◆ **Problem statement**
Put every one of the records below into a Markdown table with the columns Row and Line, numbering each row and leaving out blank lines.

◆ **Data**

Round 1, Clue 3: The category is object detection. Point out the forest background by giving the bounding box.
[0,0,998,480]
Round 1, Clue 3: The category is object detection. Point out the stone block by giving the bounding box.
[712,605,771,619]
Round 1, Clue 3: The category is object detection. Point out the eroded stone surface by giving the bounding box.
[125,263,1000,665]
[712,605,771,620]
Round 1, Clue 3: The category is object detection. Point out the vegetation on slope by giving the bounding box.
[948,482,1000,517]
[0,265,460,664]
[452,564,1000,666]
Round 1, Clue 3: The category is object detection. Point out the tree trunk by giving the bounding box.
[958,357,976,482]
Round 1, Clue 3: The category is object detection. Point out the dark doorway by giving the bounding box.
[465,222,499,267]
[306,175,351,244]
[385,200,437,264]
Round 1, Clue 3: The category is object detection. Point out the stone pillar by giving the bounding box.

◆ **Result of the task**
| Row | Line |
|---|---|
| 1 | Round 1, Clue 3: The category is object detection. Point out the forest background by giving the bounding box. |
| 2 | [0,0,998,480] |
| 3 | Round 1, Clue 3: The category is object detection. Point out the stone block by giving the bounding box. |
| 4 | [712,605,771,619] |
| 5 | Round 1, Clue 3: The category is object detection. Point out the eroded stone surface by giving the bounding box. |
| 6 | [125,263,1000,665] |
| 7 | [712,605,771,620] |
| 8 | Round 1, Clue 3: The category is object detection. Point out the vegetation on slope by giving the bounding box. |
| 9 | [948,482,1000,517] |
| 10 | [0,265,460,664] |
| 11 | [452,564,1000,666] |
| 12 | Round 1, Clue 3: The category is object detection. Point out the tree trunk by giving the bounding box. |
| 13 | [958,357,976,482] |
| 14 | Round 1, Clue 3: The category is object detection. Point out the dark doorway by giving the bounding box. |
| 15 | [465,222,499,267] |
| 16 | [306,175,351,244] |
| 17 | [385,200,437,264] |
| 18 | Round 1, Clue 3: The category is object detection. Point out the stone pillar by giving the bounding box. |